→ EXERCISE GOAL: Look through the data and write out every line with the word "below" in it.

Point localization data
◇ ◇ ◇ ◇

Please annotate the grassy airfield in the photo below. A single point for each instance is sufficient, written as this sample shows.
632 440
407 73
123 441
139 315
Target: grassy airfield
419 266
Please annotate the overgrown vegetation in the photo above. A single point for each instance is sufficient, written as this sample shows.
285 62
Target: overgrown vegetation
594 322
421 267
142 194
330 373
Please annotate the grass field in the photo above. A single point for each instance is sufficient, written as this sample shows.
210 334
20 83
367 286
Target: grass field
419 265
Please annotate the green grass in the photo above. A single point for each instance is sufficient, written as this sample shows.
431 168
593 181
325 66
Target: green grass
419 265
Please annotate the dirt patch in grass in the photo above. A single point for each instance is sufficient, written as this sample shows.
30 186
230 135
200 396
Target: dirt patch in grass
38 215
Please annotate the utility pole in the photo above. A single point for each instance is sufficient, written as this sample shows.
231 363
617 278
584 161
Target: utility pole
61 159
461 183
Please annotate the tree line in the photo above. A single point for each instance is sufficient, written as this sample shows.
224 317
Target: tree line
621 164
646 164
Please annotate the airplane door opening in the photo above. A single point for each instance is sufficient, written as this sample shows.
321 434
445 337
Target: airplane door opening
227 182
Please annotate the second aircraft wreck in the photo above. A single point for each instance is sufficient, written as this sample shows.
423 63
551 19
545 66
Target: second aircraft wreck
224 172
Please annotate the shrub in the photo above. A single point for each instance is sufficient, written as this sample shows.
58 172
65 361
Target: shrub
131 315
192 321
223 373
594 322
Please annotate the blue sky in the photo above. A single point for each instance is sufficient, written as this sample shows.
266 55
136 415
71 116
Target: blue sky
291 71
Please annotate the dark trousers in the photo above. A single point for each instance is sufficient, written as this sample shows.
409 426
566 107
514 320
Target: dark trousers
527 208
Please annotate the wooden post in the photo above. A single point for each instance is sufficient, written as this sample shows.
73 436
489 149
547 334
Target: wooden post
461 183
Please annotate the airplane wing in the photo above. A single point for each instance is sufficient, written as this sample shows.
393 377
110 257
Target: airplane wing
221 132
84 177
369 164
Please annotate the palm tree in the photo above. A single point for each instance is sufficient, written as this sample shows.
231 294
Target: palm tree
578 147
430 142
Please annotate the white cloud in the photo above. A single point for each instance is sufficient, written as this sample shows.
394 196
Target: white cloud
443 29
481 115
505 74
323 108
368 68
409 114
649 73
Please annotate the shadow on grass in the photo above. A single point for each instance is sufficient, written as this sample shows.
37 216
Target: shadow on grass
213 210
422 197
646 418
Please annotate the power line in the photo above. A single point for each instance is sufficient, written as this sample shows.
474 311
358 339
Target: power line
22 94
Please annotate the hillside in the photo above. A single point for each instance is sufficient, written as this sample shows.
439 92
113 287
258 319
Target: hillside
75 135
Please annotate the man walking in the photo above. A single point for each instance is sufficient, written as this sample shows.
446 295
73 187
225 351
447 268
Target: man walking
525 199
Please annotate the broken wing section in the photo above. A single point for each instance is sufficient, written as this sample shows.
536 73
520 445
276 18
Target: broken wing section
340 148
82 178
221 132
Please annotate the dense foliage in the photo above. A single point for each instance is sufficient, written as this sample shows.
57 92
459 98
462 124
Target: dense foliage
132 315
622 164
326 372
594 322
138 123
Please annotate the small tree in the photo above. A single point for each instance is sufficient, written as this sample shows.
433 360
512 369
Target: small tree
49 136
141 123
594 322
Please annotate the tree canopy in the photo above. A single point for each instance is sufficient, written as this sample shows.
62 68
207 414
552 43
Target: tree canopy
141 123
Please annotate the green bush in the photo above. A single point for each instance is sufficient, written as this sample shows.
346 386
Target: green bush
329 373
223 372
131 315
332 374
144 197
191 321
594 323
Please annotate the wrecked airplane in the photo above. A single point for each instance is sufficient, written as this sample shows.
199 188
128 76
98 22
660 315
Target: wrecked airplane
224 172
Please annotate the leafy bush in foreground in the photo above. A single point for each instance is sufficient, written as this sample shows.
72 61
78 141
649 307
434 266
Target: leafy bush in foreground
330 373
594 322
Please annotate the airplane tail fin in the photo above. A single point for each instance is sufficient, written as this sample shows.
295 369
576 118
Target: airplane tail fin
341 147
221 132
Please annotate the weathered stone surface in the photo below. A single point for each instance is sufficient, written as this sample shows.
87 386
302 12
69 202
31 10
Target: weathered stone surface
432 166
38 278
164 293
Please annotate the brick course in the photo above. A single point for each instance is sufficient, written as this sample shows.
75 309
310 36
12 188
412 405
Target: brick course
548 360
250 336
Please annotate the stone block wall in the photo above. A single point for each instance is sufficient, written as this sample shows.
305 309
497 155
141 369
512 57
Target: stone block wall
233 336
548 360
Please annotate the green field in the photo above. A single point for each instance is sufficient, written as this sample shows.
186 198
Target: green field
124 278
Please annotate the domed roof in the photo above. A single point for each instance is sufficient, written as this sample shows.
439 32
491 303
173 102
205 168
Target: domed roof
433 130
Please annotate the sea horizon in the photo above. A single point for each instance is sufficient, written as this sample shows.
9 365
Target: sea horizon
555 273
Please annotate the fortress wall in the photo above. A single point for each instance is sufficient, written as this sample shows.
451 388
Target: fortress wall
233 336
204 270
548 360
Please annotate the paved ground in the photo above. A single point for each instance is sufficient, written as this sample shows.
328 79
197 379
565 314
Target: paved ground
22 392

◇ ◇ ◇ ◇

→ YOUR RESPONSE:
Please annotate the grassy airfield in the photo below. A single point for each instance is sufficient, written as this sample shows.
Please annotate the weathered stone surface in the photo below. A single point for each instance is sufficient, written as this sample shows.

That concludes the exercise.